WHAT NEEDS TO BE DONE -
Copy out the data below as written; omit any images.

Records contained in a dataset
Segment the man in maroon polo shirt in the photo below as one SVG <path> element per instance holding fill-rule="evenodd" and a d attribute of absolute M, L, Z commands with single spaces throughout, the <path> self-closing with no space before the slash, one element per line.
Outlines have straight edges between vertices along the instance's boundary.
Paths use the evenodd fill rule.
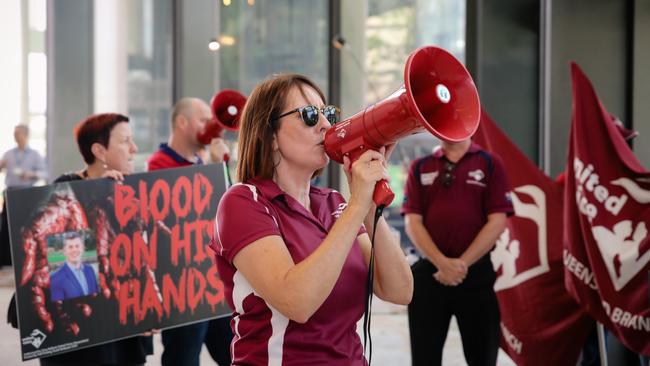
<path fill-rule="evenodd" d="M 422 254 L 408 307 L 413 365 L 440 365 L 451 316 L 470 365 L 495 365 L 499 307 L 489 251 L 514 213 L 501 161 L 465 140 L 413 161 L 402 214 Z"/>
<path fill-rule="evenodd" d="M 178 168 L 192 164 L 203 164 L 199 152 L 203 145 L 197 135 L 212 119 L 207 103 L 198 98 L 183 98 L 172 110 L 172 133 L 167 143 L 147 160 L 147 170 Z M 229 153 L 223 139 L 216 138 L 209 147 L 212 162 L 220 163 Z M 165 347 L 163 365 L 199 365 L 199 355 L 205 343 L 212 358 L 219 365 L 230 365 L 230 317 L 194 323 L 162 332 Z"/>
<path fill-rule="evenodd" d="M 198 98 L 183 98 L 176 102 L 172 110 L 172 133 L 167 143 L 147 160 L 147 170 L 178 168 L 192 164 L 203 164 L 199 152 L 204 146 L 197 134 L 212 120 L 212 112 L 207 103 Z M 230 151 L 222 138 L 215 138 L 209 147 L 213 163 L 221 163 Z"/>

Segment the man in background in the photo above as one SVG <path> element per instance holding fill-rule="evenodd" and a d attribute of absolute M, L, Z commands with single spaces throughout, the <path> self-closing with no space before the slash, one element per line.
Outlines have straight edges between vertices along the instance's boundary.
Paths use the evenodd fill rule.
<path fill-rule="evenodd" d="M 6 174 L 6 189 L 31 187 L 38 180 L 46 179 L 45 160 L 38 151 L 28 145 L 29 127 L 17 125 L 14 128 L 14 140 L 17 146 L 5 152 L 0 159 L 0 172 L 5 171 Z M 6 196 L 4 198 L 0 217 L 0 267 L 11 265 Z"/>
<path fill-rule="evenodd" d="M 212 112 L 207 103 L 198 98 L 183 98 L 176 102 L 172 110 L 172 133 L 167 143 L 147 160 L 147 170 L 178 168 L 192 164 L 203 164 L 201 158 L 204 146 L 197 135 L 212 120 Z M 212 140 L 208 148 L 212 163 L 223 162 L 223 157 L 230 153 L 222 138 Z"/>
<path fill-rule="evenodd" d="M 206 124 L 212 120 L 212 112 L 207 103 L 198 98 L 182 98 L 172 110 L 171 135 L 167 143 L 147 160 L 147 170 L 178 168 L 193 164 L 203 164 L 200 157 L 204 146 L 198 140 Z M 221 138 L 212 140 L 209 156 L 213 163 L 223 162 L 230 151 Z M 163 365 L 198 366 L 201 348 L 205 343 L 210 356 L 221 366 L 230 365 L 230 317 L 185 325 L 164 330 Z"/>
<path fill-rule="evenodd" d="M 14 128 L 16 147 L 7 151 L 0 160 L 0 170 L 6 169 L 5 186 L 31 187 L 40 179 L 46 179 L 45 160 L 38 151 L 29 147 L 29 127 Z"/>
<path fill-rule="evenodd" d="M 500 159 L 470 139 L 411 164 L 402 214 L 422 259 L 411 267 L 413 366 L 440 365 L 455 316 L 469 365 L 496 365 L 499 307 L 490 250 L 514 213 Z"/>

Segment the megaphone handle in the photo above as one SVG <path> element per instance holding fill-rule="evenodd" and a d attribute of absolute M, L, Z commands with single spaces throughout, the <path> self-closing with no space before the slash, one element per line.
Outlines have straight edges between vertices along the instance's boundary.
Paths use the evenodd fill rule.
<path fill-rule="evenodd" d="M 393 199 L 395 198 L 395 193 L 390 189 L 388 181 L 382 179 L 377 184 L 375 184 L 375 192 L 372 194 L 372 200 L 375 204 L 379 206 L 388 207 Z"/>

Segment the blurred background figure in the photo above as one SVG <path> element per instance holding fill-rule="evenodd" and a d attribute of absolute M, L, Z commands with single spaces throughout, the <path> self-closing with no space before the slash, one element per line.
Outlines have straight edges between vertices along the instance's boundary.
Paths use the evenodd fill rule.
<path fill-rule="evenodd" d="M 203 164 L 207 157 L 213 163 L 223 162 L 230 151 L 222 138 L 215 138 L 206 148 L 198 140 L 199 133 L 212 120 L 212 111 L 199 98 L 182 98 L 172 109 L 171 135 L 167 143 L 147 160 L 147 170 L 179 168 Z M 205 343 L 210 356 L 219 365 L 230 365 L 230 316 L 198 322 L 162 332 L 165 347 L 163 365 L 198 366 Z"/>
<path fill-rule="evenodd" d="M 14 128 L 16 147 L 7 151 L 0 160 L 0 170 L 6 169 L 5 186 L 31 187 L 39 179 L 46 179 L 45 160 L 36 150 L 29 147 L 29 127 Z"/>
<path fill-rule="evenodd" d="M 38 151 L 29 147 L 29 127 L 17 125 L 14 128 L 16 147 L 7 151 L 0 160 L 0 171 L 5 170 L 5 187 L 7 189 L 31 187 L 38 180 L 45 180 L 45 160 Z M 11 265 L 9 249 L 9 227 L 7 224 L 6 200 L 2 200 L 0 214 L 0 267 Z"/>
<path fill-rule="evenodd" d="M 147 170 L 203 164 L 208 157 L 213 163 L 223 162 L 224 155 L 230 150 L 222 138 L 213 139 L 206 150 L 197 137 L 211 120 L 212 112 L 203 100 L 182 98 L 176 102 L 169 140 L 161 143 L 158 151 L 149 157 Z"/>

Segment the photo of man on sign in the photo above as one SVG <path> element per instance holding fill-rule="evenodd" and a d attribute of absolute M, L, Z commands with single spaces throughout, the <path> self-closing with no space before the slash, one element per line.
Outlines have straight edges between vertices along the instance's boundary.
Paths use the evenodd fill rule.
<path fill-rule="evenodd" d="M 55 267 L 56 257 L 60 258 L 61 252 L 48 255 L 50 264 L 50 298 L 52 301 L 61 301 L 80 296 L 95 295 L 98 292 L 97 275 L 95 269 L 88 262 L 86 256 L 85 236 L 77 231 L 70 231 L 57 235 L 59 240 L 55 243 L 62 244 L 64 261 Z M 96 263 L 95 256 L 95 263 Z M 92 257 L 89 259 L 92 260 Z"/>

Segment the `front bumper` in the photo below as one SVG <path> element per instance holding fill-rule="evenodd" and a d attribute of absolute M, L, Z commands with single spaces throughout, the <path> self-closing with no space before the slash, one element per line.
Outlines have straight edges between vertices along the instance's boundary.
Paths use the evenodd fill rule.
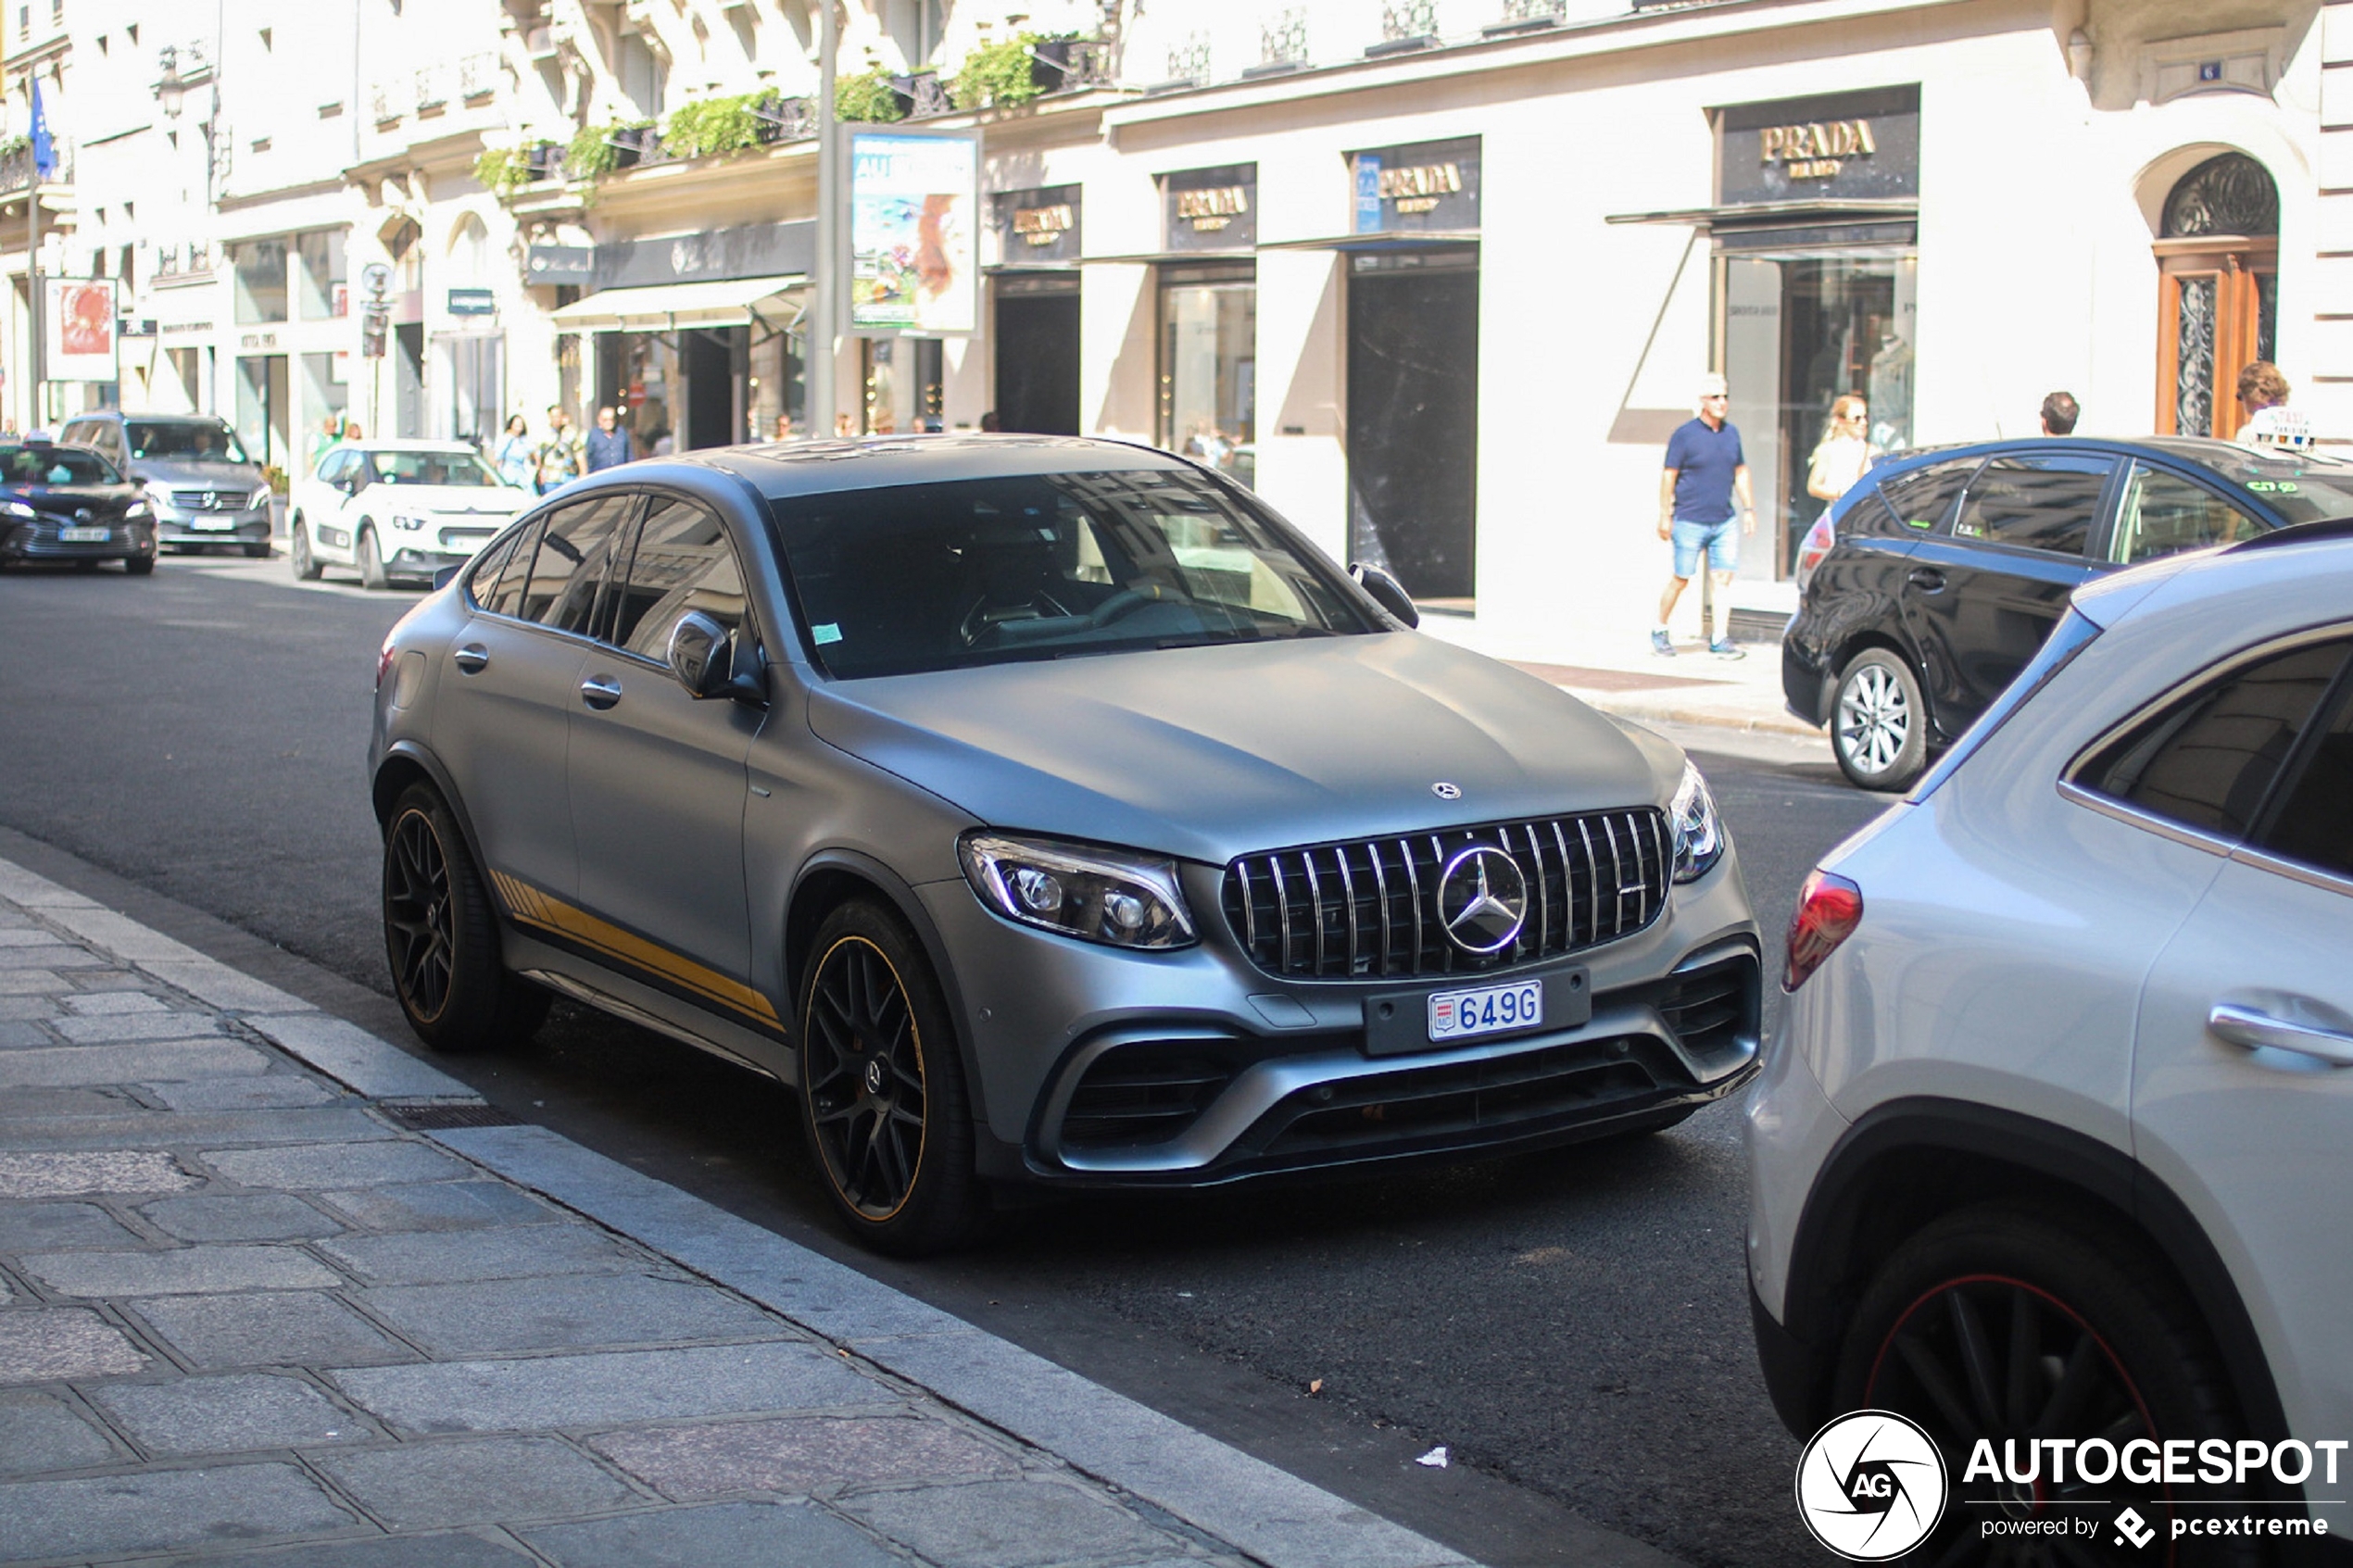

RESPONSE AREA -
Segment the man in maroon polo shirt in the photo below as one SVG <path> element per instance holding fill-rule="evenodd" and a d attribute of absolute M, L, Z commands with single spaces throughout, the <path> self-closing with no space before the slash, one element per line.
Outlines have straight edges between vertices along the instance's boundary.
Paths use the evenodd fill rule.
<path fill-rule="evenodd" d="M 422 254 L 408 307 L 413 365 L 440 365 L 451 316 L 470 365 L 495 365 L 499 307 L 489 251 L 514 213 L 501 161 L 465 140 L 413 161 L 402 214 Z"/>
<path fill-rule="evenodd" d="M 178 168 L 192 164 L 203 164 L 199 152 L 203 145 L 197 135 L 212 119 L 207 103 L 198 98 L 183 98 L 172 110 L 172 133 L 167 143 L 147 160 L 147 170 Z M 229 153 L 223 139 L 216 138 L 209 147 L 212 162 L 220 163 Z M 165 347 L 163 365 L 199 365 L 199 355 L 205 343 L 212 358 L 219 365 L 230 365 L 230 317 L 194 323 L 162 332 Z"/>
<path fill-rule="evenodd" d="M 198 98 L 183 98 L 176 102 L 172 110 L 172 133 L 167 143 L 147 160 L 147 170 L 178 168 L 192 164 L 203 164 L 199 152 L 204 146 L 197 134 L 212 120 L 212 112 L 207 103 Z M 230 151 L 222 138 L 215 138 L 209 147 L 213 163 L 221 163 Z"/>

Segment the man in background in the photo above as one SVG <path> element per instance holding fill-rule="evenodd" and a d attribute of absolute M, L, Z commands with single spaces throughout, the <path> self-closing with no space before the slash, one element per line.
Outlines have straight edges between vertices along the instance's boundary.
Paths use the evenodd fill rule.
<path fill-rule="evenodd" d="M 6 174 L 6 189 L 31 187 L 38 180 L 46 179 L 45 160 L 38 151 L 28 145 L 29 127 L 17 125 L 14 128 L 14 140 L 17 146 L 5 152 L 0 159 L 0 172 L 5 171 Z M 6 196 L 4 198 L 0 217 L 0 267 L 11 265 Z"/>
<path fill-rule="evenodd" d="M 212 112 L 207 103 L 198 98 L 183 98 L 176 102 L 172 110 L 172 133 L 167 143 L 147 160 L 147 170 L 178 168 L 192 164 L 203 164 L 201 158 L 204 146 L 197 135 L 212 120 Z M 212 140 L 208 148 L 212 163 L 223 162 L 223 157 L 230 153 L 222 138 Z"/>
<path fill-rule="evenodd" d="M 206 124 L 212 120 L 212 112 L 207 103 L 198 98 L 182 98 L 172 110 L 171 135 L 167 143 L 147 160 L 147 170 L 178 168 L 193 164 L 203 164 L 200 157 L 204 146 L 198 140 Z M 221 138 L 212 140 L 209 156 L 213 163 L 223 162 L 230 151 Z M 163 365 L 198 366 L 201 348 L 205 343 L 210 356 L 221 366 L 230 365 L 230 317 L 185 325 L 164 330 Z"/>
<path fill-rule="evenodd" d="M 14 128 L 16 147 L 7 151 L 0 160 L 0 170 L 6 169 L 5 186 L 31 187 L 40 179 L 46 179 L 45 160 L 38 151 L 29 147 L 29 127 Z"/>
<path fill-rule="evenodd" d="M 500 159 L 470 139 L 411 164 L 402 214 L 422 259 L 411 267 L 413 366 L 440 365 L 455 316 L 469 365 L 496 365 L 499 307 L 490 250 L 514 213 Z"/>

Segment the megaphone handle in the photo above as one SVG <path> element per instance holding fill-rule="evenodd" and a d attribute of absolute M, L, Z commands with single spaces throughout, the <path> self-closing with no space before the slash, one element per line.
Outlines have straight edges between vertices along the instance's boundary.
Paths use the evenodd fill rule.
<path fill-rule="evenodd" d="M 393 199 L 395 198 L 395 193 L 390 189 L 388 181 L 382 179 L 377 184 L 375 184 L 375 192 L 372 194 L 372 200 L 375 204 L 379 206 L 388 207 Z"/>

Segment the blurred background figure in the photo above as one SVG <path> element per instance holding fill-rule="evenodd" and a d attribute of absolute M, L, Z commands with single spaces throughout, the <path> self-closing with no space before the slash, one element per line.
Outlines have straight edges between vertices along the instance's boundary.
Paths use the evenodd fill rule.
<path fill-rule="evenodd" d="M 203 164 L 207 157 L 213 163 L 223 162 L 230 151 L 222 138 L 215 138 L 206 148 L 198 140 L 199 133 L 212 120 L 212 111 L 199 98 L 182 98 L 172 109 L 171 135 L 167 143 L 147 160 L 147 170 L 179 168 Z M 205 343 L 210 356 L 219 365 L 230 365 L 230 316 L 198 322 L 162 332 L 165 347 L 163 365 L 198 366 Z"/>
<path fill-rule="evenodd" d="M 14 128 L 16 147 L 7 151 L 0 160 L 0 170 L 6 169 L 5 186 L 31 187 L 39 179 L 46 179 L 45 160 L 36 150 L 29 147 L 29 127 Z"/>
<path fill-rule="evenodd" d="M 38 151 L 29 147 L 29 127 L 17 125 L 14 128 L 16 147 L 7 151 L 0 160 L 0 171 L 5 170 L 5 187 L 7 189 L 31 187 L 38 180 L 45 180 L 45 160 Z M 11 265 L 9 249 L 9 227 L 7 224 L 6 200 L 2 200 L 0 214 L 0 267 Z"/>
<path fill-rule="evenodd" d="M 147 170 L 203 164 L 208 157 L 213 163 L 223 162 L 224 155 L 230 150 L 222 138 L 213 139 L 206 150 L 197 137 L 211 120 L 212 112 L 203 100 L 182 98 L 176 102 L 169 140 L 161 143 L 158 151 L 149 157 Z"/>

Segment the photo of man on sign in the photo above as one SVG <path> element per instance holding fill-rule="evenodd" and a d attribute of absolute M, L, Z commands with single spaces throughout, the <path> self-closing with no space before the slash, one element per line.
Outlines have straight edges between vertices along the instance's boundary.
Paths use the evenodd fill rule.
<path fill-rule="evenodd" d="M 55 267 L 56 257 L 60 258 L 61 252 L 48 255 L 50 264 L 50 298 L 52 301 L 61 301 L 80 296 L 95 295 L 98 292 L 97 275 L 95 269 L 88 262 L 86 256 L 85 236 L 77 231 L 70 231 L 57 235 L 59 240 L 55 243 L 62 244 L 64 261 Z M 96 263 L 95 256 L 95 263 Z M 92 257 L 89 259 L 92 260 Z"/>

Segment the `front bumper` in the photo below as one SVG <path> element per instance holding fill-rule="evenodd" and a d attribute of absolute M, L, Z commands with single spaces throughout, the <path> self-closing with no space before the slash, one element per line.
Outlines have straight edges between vertices along the instance's boundary.
Paths use the evenodd fill rule.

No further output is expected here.